* Task goal: In the material below, identify each line bearing the word "dress". Reproduce those lines.

* Material provided:

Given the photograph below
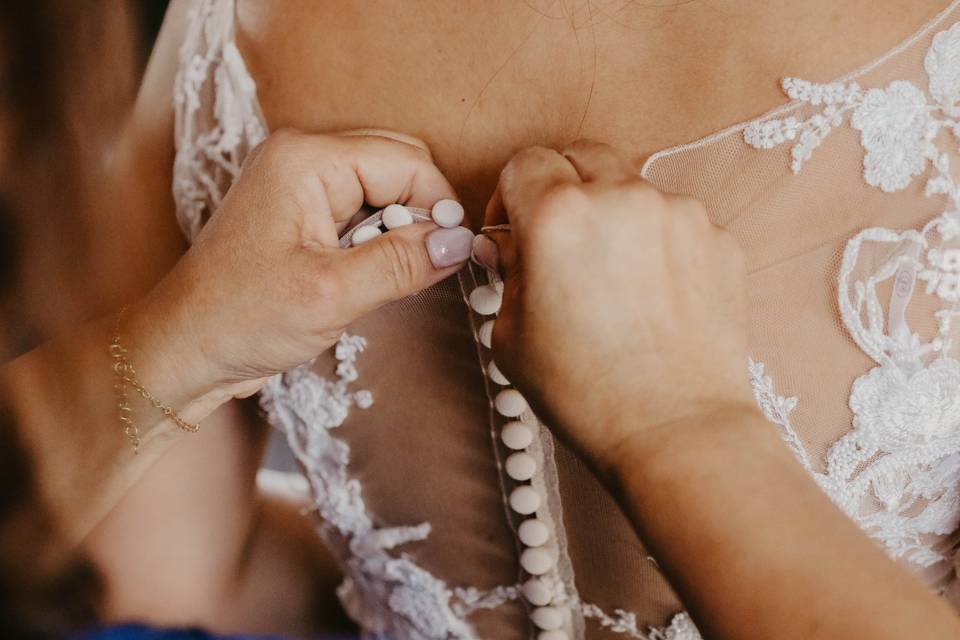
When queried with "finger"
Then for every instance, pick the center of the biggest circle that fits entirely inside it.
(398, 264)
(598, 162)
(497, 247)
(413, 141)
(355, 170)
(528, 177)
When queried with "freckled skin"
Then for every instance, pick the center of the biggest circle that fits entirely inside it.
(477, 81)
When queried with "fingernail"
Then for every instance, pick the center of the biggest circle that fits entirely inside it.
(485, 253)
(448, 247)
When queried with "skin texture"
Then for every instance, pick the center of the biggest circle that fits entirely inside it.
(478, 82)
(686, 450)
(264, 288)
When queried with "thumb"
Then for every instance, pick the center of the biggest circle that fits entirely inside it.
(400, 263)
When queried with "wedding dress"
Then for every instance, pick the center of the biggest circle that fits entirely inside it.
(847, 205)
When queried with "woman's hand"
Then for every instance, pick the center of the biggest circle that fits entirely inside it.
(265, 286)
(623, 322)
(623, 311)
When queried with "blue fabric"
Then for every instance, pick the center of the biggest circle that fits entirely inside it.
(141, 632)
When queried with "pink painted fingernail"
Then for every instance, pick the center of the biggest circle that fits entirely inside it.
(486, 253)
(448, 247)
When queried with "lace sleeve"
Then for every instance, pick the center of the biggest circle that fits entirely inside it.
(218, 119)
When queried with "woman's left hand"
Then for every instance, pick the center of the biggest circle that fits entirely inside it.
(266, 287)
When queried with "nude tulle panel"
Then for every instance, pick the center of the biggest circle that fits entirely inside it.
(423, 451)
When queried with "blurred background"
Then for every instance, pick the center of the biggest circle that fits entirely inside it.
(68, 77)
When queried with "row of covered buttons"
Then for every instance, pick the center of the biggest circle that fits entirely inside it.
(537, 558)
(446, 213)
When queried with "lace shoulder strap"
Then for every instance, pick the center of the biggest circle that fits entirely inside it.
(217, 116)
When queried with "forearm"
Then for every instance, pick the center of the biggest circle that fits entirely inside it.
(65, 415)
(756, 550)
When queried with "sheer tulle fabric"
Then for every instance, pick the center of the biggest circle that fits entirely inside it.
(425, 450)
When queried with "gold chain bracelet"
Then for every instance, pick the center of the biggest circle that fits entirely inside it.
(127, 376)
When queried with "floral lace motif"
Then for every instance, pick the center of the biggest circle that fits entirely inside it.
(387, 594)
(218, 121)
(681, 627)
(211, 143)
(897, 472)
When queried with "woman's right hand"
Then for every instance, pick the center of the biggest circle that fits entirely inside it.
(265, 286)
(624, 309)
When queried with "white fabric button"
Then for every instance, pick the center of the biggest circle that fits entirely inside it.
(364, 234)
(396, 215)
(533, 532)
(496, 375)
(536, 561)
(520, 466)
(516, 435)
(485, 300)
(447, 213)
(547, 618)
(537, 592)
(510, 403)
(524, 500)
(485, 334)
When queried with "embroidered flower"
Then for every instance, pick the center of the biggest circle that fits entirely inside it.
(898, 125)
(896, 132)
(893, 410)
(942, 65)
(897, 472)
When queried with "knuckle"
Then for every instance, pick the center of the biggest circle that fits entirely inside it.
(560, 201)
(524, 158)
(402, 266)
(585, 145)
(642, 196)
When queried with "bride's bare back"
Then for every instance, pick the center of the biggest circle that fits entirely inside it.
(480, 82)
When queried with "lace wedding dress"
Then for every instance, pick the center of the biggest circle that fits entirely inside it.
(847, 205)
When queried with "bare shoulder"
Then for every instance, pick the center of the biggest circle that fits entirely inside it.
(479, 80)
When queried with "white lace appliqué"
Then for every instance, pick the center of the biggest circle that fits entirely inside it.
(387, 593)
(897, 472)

* Solution to the problem:
When queried with "wedding dress"
When queried with "lace wedding dress"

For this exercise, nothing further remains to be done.